== Task details ==
Can you repeat all of this data with "every instance" changed to "each instance" everywhere and nothing else altered, omitting the pictures?

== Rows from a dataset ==
= = = = =

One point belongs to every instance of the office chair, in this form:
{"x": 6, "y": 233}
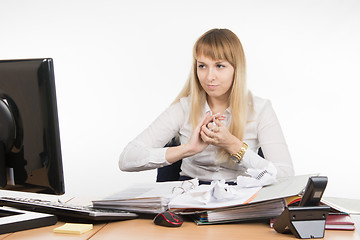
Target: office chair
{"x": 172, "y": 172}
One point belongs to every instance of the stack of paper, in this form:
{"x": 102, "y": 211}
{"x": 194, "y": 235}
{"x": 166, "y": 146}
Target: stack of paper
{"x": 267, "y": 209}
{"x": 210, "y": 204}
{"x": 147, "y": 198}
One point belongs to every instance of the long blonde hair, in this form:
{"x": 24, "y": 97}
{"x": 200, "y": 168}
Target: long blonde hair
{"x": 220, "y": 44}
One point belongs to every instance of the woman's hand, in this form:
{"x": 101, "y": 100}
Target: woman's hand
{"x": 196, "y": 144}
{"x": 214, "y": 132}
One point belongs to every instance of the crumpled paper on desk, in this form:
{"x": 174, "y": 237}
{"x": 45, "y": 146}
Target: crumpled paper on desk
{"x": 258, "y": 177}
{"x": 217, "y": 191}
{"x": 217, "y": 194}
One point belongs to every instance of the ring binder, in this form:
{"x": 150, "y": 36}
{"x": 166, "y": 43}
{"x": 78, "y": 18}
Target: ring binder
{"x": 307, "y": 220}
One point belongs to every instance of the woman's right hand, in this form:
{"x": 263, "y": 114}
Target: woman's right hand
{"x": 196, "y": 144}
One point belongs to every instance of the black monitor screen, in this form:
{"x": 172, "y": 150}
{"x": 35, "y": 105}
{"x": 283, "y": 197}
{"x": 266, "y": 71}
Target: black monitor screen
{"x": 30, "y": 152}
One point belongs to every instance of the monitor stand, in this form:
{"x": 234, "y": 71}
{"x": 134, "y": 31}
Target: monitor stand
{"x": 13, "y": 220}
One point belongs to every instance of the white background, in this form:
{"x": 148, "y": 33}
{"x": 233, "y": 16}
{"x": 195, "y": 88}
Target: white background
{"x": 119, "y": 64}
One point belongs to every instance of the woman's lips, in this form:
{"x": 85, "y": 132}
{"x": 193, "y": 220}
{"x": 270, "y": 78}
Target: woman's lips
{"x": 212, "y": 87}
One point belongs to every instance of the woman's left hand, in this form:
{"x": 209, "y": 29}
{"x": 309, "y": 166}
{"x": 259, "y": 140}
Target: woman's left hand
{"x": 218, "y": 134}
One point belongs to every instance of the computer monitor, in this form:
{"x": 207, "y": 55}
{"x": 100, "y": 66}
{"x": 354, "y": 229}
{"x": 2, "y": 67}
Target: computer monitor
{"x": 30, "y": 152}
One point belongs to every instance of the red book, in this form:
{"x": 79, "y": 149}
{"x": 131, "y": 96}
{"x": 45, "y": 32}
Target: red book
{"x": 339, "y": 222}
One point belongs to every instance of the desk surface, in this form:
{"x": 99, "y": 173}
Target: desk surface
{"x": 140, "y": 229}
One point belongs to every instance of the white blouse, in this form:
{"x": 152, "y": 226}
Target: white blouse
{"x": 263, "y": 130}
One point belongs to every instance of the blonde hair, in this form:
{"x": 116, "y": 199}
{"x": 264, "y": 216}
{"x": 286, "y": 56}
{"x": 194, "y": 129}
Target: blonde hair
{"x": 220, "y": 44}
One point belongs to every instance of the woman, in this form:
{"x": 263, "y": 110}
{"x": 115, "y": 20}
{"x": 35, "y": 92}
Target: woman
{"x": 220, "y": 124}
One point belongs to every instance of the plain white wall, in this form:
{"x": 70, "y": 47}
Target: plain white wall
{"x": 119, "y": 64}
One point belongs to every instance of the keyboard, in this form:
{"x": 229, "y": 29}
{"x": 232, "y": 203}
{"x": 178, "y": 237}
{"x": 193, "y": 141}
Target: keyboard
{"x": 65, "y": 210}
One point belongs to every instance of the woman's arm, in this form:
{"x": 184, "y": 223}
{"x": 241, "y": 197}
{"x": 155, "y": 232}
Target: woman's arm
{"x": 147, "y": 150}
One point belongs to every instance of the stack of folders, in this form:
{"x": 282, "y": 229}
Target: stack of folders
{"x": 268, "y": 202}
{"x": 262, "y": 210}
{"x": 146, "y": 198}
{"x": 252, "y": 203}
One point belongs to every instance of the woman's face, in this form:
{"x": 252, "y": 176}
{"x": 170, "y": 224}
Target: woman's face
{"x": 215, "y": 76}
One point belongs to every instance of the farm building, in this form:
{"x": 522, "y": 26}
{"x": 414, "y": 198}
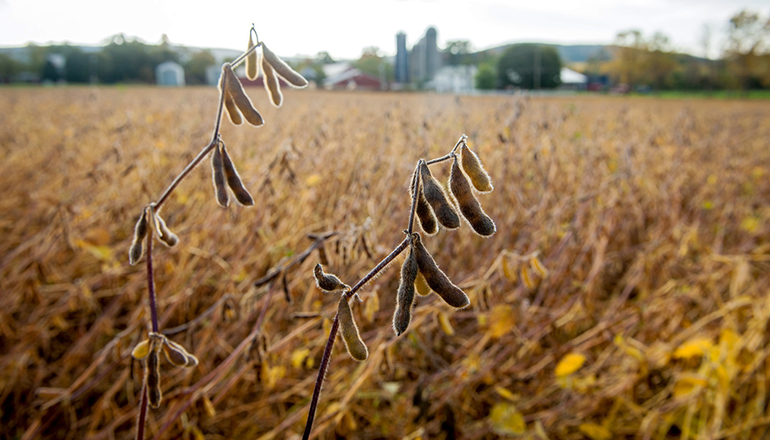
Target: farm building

= = = = =

== Solution below ==
One point belongs to each instance of the office chair, in this form:
{"x": 6, "y": 233}
Target: office chair
{"x": 172, "y": 172}
One point belongs to each instance of the stack of paper, in this form:
{"x": 102, "y": 211}
{"x": 194, "y": 235}
{"x": 166, "y": 146}
Target: stack of paper
{"x": 267, "y": 209}
{"x": 210, "y": 204}
{"x": 147, "y": 198}
One point belongs to each instance of the long blonde hair, in this form:
{"x": 24, "y": 97}
{"x": 200, "y": 168}
Target: long blonde hair
{"x": 220, "y": 44}
One point belongs to each instance of the woman's hand, in this form:
{"x": 101, "y": 100}
Target: woman's hand
{"x": 196, "y": 144}
{"x": 214, "y": 132}
One point belongs to each instance of the crumpled paper on desk, in this form:
{"x": 174, "y": 237}
{"x": 45, "y": 146}
Target: crumpled paper on desk
{"x": 258, "y": 177}
{"x": 217, "y": 191}
{"x": 217, "y": 194}
One point belongs to each instance of the ring binder, in this form:
{"x": 150, "y": 36}
{"x": 166, "y": 43}
{"x": 78, "y": 18}
Target: ring binder
{"x": 307, "y": 220}
One point belongs to each instance of the woman's right hand, in this form:
{"x": 263, "y": 114}
Target: woman's right hand
{"x": 196, "y": 144}
One point belongs to each instance of the black monitor screen, in this form:
{"x": 172, "y": 150}
{"x": 35, "y": 105}
{"x": 283, "y": 197}
{"x": 266, "y": 71}
Target: black monitor screen
{"x": 30, "y": 152}
One point belongs to each instance of the monitor stand, in this form:
{"x": 234, "y": 71}
{"x": 134, "y": 31}
Target: monitor stand
{"x": 13, "y": 220}
One point belongs to each instance of the white background, in this form:
{"x": 148, "y": 33}
{"x": 233, "y": 16}
{"x": 195, "y": 88}
Target: white background
{"x": 119, "y": 64}
One point belongs to each instance of the woman's lips, in this form:
{"x": 85, "y": 132}
{"x": 193, "y": 220}
{"x": 270, "y": 78}
Target: woman's lips
{"x": 212, "y": 87}
One point belongs to each instance of the woman's left hand, in this form:
{"x": 209, "y": 29}
{"x": 309, "y": 166}
{"x": 259, "y": 140}
Target: woman's left hand
{"x": 218, "y": 134}
One point belongs to each instance of the computer monitor, in this form:
{"x": 207, "y": 55}
{"x": 100, "y": 66}
{"x": 354, "y": 229}
{"x": 2, "y": 67}
Target: computer monitor
{"x": 30, "y": 152}
One point belongs to each instance of the red book, in this form:
{"x": 79, "y": 149}
{"x": 131, "y": 96}
{"x": 45, "y": 32}
Target: red book
{"x": 339, "y": 222}
One point belongs to each instance of the desk surface, in this form:
{"x": 99, "y": 173}
Target: desk surface
{"x": 140, "y": 229}
One point belongs to each instance of the white blouse, in this form:
{"x": 152, "y": 226}
Target: white blouse
{"x": 263, "y": 130}
One point belongs to each instance of the blonde hair, in this form:
{"x": 116, "y": 199}
{"x": 264, "y": 216}
{"x": 286, "y": 56}
{"x": 194, "y": 129}
Target: blonde hair
{"x": 220, "y": 44}
One point belongs to each instance of the woman, in this form:
{"x": 263, "y": 110}
{"x": 115, "y": 20}
{"x": 35, "y": 92}
Target: woman
{"x": 220, "y": 124}
One point belongs to each instance of the plain white wall, in this form:
{"x": 70, "y": 47}
Target: plain white wall
{"x": 119, "y": 64}
One point belongs to each instance of the keyboard, in this form:
{"x": 229, "y": 29}
{"x": 232, "y": 203}
{"x": 178, "y": 237}
{"x": 193, "y": 141}
Target: keyboard
{"x": 65, "y": 210}
One point belongs to each instance of the woman's arm, in this form:
{"x": 184, "y": 223}
{"x": 241, "y": 197}
{"x": 155, "y": 232}
Target: woman's arm
{"x": 147, "y": 150}
One point belongs to each instance of the stack of folders, in this form:
{"x": 282, "y": 229}
Target: stack of folders
{"x": 268, "y": 202}
{"x": 262, "y": 210}
{"x": 146, "y": 198}
{"x": 252, "y": 203}
One point belongs to each instance of the woman's face, in this form:
{"x": 252, "y": 176}
{"x": 170, "y": 224}
Target: woman's face
{"x": 215, "y": 76}
One point belongs to each instance of the farm building, in this form:
{"x": 522, "y": 26}
{"x": 414, "y": 198}
Target: farm building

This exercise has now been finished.